## SHORT PROBLEM A
Report every line in the rows below that contains the string "shrub", matching case exactly.

## PAGE
-*-
According to Sonny Williamson in Sailing with Grandpa—a local publication highlighting the history of working sail skiffs along North Carolina’s central coast—boatbuilding first grew into a business in the late 1800s. That meant that boats became more than a part of subsistence living—in which each household or family raised or caught its own food, needing a boat to get from place to place in order to have something to eat. Boatyards and shipbuilding operations appeared along the coast to support the growing ocean trades and provide boats for commercial fishing, in which people sold what they caught.
Boat styles have developed over the generations, beginning with the sharpie, a type of sailing skiff. This boat came south from the Chesapeake Bay with oystermen who arrived to work North Carolina waters in the early 1900s. Changes were made to the sharpie’s design over generations. For example, Tar Heel builders adjusted for North Carolina’s shallow waters by adapting the design of the boat’s bottom. They created ways to have larger sails, so the boats could go faster and work better in the sounds between the mainland and the Outer Banks.
With the coming of gasoline engines in the mid-1900s, builders put aside the sharpie sail skiff for new, larger, and more efficient ways to move people and goods. Mail boats, freight boats, and commercial fishing vessels lined the docks of places like Ocracoke, Hatteras, Wanchese, and Sneads Ferry. Boats were important to everyone—carrying doctors, groceries, preachers, servicemen, and families from community to community, especially in rural areas where roads and bridges did not even begin to appear until the 1930s and 1940s.
-*-
## AVAILABLE DATA
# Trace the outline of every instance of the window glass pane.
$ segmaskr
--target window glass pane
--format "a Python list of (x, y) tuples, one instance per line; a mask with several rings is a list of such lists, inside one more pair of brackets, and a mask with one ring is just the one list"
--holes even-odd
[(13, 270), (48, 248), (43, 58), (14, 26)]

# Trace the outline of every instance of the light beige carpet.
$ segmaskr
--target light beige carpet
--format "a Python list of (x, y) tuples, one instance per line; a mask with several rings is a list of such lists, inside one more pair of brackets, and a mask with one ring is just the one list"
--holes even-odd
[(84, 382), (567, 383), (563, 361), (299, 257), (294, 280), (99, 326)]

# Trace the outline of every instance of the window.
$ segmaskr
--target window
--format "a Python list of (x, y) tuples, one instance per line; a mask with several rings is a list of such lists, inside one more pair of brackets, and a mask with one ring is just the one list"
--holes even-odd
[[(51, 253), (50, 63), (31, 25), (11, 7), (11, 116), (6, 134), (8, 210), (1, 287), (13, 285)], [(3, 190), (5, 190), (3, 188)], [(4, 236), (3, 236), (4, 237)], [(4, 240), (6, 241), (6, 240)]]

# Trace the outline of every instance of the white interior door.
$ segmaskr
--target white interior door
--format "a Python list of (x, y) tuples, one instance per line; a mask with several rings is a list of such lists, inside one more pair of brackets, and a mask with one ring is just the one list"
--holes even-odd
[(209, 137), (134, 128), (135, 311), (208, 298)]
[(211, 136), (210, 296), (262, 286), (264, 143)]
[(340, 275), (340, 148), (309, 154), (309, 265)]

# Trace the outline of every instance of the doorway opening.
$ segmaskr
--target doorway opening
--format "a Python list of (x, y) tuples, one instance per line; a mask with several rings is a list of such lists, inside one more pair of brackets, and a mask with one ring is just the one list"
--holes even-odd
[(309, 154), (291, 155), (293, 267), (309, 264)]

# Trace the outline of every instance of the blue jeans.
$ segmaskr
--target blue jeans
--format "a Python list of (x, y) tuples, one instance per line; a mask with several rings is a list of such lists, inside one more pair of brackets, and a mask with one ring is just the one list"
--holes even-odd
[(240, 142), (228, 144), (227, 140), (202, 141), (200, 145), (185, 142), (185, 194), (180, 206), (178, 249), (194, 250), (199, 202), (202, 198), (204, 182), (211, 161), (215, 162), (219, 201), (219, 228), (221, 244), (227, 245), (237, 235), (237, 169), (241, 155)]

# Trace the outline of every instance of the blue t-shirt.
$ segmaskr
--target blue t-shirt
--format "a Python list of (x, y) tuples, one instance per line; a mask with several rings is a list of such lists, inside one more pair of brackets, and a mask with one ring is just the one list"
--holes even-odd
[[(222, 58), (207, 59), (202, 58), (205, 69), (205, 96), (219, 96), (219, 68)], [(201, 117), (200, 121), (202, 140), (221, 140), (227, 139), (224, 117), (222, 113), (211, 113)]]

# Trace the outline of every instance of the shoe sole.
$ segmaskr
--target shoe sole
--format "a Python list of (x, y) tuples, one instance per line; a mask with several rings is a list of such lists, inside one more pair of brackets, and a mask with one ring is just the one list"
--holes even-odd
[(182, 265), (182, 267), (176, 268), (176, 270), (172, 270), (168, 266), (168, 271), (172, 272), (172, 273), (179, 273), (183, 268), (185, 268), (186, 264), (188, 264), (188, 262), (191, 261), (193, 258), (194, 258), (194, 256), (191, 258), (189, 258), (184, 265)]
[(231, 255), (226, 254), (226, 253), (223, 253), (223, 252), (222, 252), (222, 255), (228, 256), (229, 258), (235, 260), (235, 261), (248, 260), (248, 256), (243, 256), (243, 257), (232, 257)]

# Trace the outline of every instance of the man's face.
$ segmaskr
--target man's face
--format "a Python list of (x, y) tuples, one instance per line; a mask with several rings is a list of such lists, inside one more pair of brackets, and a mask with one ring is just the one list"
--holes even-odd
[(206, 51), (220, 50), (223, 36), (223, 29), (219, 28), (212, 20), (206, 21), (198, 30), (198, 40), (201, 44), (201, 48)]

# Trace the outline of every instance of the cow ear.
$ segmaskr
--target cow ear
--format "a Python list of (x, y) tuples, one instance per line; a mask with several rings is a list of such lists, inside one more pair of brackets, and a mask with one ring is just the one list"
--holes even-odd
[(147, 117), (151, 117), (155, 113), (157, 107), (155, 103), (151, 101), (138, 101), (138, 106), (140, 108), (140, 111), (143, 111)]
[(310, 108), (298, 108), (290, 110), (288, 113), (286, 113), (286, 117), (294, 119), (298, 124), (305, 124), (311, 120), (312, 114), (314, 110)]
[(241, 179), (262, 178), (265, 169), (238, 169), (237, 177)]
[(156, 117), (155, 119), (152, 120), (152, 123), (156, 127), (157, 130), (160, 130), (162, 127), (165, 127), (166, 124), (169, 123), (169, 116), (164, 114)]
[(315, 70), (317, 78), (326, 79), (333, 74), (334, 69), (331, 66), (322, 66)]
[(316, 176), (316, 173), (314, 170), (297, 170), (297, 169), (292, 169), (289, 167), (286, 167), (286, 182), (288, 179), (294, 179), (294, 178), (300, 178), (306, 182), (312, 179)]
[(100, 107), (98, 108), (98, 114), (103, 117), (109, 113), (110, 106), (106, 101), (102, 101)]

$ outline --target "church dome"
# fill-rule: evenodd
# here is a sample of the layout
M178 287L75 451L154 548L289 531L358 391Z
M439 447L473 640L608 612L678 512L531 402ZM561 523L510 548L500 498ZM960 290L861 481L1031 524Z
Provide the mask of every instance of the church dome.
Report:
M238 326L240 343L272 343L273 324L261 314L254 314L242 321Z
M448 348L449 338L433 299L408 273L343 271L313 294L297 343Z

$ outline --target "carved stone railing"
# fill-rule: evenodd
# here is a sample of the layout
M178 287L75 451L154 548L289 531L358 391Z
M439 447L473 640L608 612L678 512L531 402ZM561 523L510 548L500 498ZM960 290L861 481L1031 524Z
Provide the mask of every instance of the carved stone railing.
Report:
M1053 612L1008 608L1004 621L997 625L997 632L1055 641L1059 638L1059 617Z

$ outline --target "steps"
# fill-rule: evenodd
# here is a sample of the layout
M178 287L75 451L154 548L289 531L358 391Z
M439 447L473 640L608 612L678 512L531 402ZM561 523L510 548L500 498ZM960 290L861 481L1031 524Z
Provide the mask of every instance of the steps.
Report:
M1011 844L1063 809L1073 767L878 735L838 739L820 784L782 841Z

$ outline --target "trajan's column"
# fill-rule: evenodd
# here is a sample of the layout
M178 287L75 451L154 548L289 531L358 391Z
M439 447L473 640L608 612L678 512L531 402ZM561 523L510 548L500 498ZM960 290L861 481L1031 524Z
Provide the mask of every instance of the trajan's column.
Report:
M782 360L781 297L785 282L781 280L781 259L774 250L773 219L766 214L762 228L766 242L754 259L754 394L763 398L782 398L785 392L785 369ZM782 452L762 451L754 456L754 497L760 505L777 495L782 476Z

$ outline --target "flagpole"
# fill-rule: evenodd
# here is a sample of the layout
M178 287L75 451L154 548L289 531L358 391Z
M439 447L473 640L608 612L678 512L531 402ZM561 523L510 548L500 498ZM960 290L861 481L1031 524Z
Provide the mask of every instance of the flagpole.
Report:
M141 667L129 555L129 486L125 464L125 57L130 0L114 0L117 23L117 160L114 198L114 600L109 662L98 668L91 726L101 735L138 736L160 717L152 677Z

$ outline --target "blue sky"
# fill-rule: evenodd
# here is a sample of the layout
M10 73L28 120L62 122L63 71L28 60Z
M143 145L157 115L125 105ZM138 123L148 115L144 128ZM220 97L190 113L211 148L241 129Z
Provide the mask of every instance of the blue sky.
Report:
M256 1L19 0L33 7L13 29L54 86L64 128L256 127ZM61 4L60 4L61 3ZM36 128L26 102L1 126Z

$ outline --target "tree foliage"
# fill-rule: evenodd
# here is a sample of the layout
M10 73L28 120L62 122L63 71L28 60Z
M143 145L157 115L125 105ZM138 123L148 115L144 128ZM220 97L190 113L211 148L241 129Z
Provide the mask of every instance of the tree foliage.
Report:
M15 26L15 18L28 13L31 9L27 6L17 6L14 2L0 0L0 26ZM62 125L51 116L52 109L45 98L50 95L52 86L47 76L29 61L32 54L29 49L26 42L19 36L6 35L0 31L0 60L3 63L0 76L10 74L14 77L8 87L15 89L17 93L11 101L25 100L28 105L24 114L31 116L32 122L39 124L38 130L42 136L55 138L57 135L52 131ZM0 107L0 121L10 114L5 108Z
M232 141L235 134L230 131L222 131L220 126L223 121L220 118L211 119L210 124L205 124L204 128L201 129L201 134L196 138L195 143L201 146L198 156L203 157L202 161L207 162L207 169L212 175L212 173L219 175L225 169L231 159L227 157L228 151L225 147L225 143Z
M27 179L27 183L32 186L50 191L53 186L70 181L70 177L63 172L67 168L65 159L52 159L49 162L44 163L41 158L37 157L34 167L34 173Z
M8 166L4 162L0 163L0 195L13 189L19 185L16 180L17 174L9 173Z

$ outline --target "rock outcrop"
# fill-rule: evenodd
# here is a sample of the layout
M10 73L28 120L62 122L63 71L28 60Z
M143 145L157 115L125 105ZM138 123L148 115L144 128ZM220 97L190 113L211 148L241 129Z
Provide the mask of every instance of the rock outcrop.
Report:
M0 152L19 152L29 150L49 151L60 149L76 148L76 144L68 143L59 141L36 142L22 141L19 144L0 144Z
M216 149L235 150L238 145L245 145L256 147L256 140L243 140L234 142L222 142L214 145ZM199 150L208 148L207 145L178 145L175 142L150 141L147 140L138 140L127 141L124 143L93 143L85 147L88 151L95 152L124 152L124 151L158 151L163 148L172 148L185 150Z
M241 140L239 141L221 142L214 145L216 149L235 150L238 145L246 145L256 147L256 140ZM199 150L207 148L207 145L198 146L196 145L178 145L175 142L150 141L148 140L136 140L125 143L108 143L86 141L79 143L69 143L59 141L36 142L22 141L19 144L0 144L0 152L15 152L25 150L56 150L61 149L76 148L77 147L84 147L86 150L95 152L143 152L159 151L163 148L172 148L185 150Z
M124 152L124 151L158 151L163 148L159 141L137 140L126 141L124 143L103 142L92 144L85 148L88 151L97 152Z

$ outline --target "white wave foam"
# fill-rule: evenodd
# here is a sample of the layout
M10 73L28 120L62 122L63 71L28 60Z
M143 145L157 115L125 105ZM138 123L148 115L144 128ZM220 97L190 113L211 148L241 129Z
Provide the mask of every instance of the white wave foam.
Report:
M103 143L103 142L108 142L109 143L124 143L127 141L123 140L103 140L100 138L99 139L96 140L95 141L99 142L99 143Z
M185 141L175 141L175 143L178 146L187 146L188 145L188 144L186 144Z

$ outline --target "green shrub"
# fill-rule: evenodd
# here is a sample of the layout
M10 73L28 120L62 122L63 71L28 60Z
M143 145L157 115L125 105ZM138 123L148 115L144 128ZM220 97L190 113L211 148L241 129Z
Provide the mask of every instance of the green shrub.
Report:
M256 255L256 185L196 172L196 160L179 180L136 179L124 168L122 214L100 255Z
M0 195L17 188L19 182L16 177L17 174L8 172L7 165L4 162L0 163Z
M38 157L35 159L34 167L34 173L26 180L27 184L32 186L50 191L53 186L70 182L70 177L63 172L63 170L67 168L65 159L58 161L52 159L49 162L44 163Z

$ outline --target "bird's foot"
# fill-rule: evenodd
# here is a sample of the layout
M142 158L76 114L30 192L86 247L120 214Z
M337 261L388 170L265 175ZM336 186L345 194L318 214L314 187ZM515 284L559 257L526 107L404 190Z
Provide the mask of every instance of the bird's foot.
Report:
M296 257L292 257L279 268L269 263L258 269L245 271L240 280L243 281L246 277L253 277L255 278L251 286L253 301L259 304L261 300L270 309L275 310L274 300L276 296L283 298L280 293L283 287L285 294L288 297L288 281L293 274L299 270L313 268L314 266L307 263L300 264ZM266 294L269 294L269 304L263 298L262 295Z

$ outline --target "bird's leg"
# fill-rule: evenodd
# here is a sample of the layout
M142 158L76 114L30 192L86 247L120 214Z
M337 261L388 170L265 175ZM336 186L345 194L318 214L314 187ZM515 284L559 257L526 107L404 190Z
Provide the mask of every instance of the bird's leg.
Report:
-*-
## SHORT PROBLEM B
Please give the part of the passage on North Carolina boatbuilding between "With the coming" and "1930s and 1940s.", inclusive, swapping "freight boats" for "cargo boats".

## WORKED SOLUTION A
$ outline --target "green shrub"
Provide the mask of every instance of the green shrub.

## WORKED SOLUTION B
With the coming of gasoline engines in the mid-1900s, builders put aside the sharpie sail skiff for new, larger, and more efficient ways to move people and goods. Mail boats, cargo boats, and commercial fishing vessels lined the docks of places like Ocracoke, Hatteras, Wanchese, and Sneads Ferry. Boats were important to everyone—carrying doctors, groceries, preachers, servicemen, and families from community to community, especially in rural areas where roads and bridges did not even begin to appear until the 1930s and 1940s.